Re: [gentoo-dev] UTF-8 locale by default

2012-07-27 Thread Ben de Groot
On 20 July 2012 06:28, Ulrich Mueller u...@gentoo.org wrote:
 On Thu, 19 Jul 2012, Sascha Cunz wrote:

 Is there a reason for not using at least en_US.UTF-8 as a sane
 default value?

 Because there's no one-size-fits-all locale, but it is specific to
 every system so the user must configure it?

While this is understandable, the fact remains that not having a
UTF-8 locale by default in our stage3 environment is sub-optimal.

I understand why the council rejected Debian's C.UTF-8 option,
but is there really no better default that we can use?

Without any default locale set, in practically all cases that means
that the user is presented with English, and mostly the American
variant. So, in practice, we are defaulting to en_US, just not in a
unicode environment. Correct me if I'm wrong.

Also, in most other places (such as our website, GLEPs, ebuilds)
we default to en_US.UTF-8.

So let's upgrade to en_US.UTF-8, which is for most users more
desirable than the current situation. Of course we will still advise
them to set their desired locales in /etc/locale.gen. But at least
they will start with a unicode environment, as expected anno 2012.


 The matter was recently discussed in this mailing list [1] and also in
 the March 2012 council meeting [2], and as a result the docs team has
 amended the respective section [3] of the handbook.

 Ulrich

 [1] 
 http://archives.gentoo.org/gentoo-dev/msg_2ffb7ea72e6209439600c371f6fc071d.xml
 [2] http://www.gentoo.org/proj/en/council/meeting-logs/20120313.txt
 [3] http://www.gentoo.org/doc/en/handbook/handbook-x86.xml?part=1chap=8


-- 
Cheers,

Ben | yngwin
Gentoo developer
Gentoo Qt project lead, Gentoo Wiki admin



Re: [gentoo-dev] UTF-8 locale by default

2012-07-27 Thread Ulrich Mueller
 On Fri, 27 Jul 2012, Ben de Groot wrote:

 I understand why the council rejected Debian's C.UTF-8 option,
 but is there really no better default that we can use?

* Exercise a *
From the mailing-list excerpt, return word for word the portion that opens with the words containing "2012-07-27 Thread Ben" and closes with "default value?".

* Object location annotation entries *
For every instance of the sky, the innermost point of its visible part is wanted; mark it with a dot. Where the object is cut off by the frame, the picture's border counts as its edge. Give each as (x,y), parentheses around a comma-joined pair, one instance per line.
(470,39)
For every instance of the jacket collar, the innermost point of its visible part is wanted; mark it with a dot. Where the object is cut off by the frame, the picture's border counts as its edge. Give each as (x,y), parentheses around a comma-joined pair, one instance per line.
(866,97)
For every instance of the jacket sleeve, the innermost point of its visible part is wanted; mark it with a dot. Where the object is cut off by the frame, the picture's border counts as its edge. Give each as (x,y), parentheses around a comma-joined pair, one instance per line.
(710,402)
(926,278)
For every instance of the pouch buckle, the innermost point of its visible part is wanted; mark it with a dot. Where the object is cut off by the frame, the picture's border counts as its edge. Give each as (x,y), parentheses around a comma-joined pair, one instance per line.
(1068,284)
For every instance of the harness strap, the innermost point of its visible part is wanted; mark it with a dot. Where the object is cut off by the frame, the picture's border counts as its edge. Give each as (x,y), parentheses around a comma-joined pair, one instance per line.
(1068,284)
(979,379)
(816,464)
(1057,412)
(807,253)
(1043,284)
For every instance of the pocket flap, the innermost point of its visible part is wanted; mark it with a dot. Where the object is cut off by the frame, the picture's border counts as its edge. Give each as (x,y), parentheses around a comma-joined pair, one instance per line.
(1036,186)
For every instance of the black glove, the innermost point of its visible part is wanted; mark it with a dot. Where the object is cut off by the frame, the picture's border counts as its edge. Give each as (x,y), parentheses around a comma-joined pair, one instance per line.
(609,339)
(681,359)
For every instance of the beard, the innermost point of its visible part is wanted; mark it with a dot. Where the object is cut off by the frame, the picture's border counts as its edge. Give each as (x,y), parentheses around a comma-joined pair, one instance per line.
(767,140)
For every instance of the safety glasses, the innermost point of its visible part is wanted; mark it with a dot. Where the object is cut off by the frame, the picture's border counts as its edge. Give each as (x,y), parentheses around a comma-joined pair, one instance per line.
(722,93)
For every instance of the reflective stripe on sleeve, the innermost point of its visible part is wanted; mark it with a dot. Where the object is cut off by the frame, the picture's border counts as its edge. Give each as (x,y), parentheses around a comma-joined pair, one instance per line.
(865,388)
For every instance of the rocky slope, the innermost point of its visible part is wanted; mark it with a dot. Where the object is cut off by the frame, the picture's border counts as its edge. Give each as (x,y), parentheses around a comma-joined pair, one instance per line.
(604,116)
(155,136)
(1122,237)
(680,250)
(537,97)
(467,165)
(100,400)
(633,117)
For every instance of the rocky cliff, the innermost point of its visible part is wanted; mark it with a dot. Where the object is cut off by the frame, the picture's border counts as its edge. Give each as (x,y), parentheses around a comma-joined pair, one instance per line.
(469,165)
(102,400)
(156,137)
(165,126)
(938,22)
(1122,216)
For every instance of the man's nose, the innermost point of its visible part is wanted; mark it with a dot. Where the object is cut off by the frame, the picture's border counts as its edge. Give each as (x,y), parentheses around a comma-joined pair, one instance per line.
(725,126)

* Exercise b *
Rewrite the entries from the line containing "For every instance of the man's" through the final line of the entries as a Markdown table with the columns Row and Content. Number each line in Row, and omit any blank lines.

* Exercise answer a *
2012-07-27 Thread Ben de Groot
On 20 July 2012 06:28, Ulrich Mueller u...@gentoo.org wrote:
 On Thu, 19 Jul 2012, Sascha Cunz wrote:

 Is there a reason for not using at least en_US.UTF-8 as a sane
 default value?

* Exercise answer b *
| Row | Content |
|---|---|
| 1 | For every instance of the man's nose, the innermost point of its visible part is wanted; mark it with a dot. Where the object is cut off by the frame, the picture's border counts as its edge. Give each as (x,y), parentheses around a comma-joined pair, one instance per line. |
| 2 | (725,126) |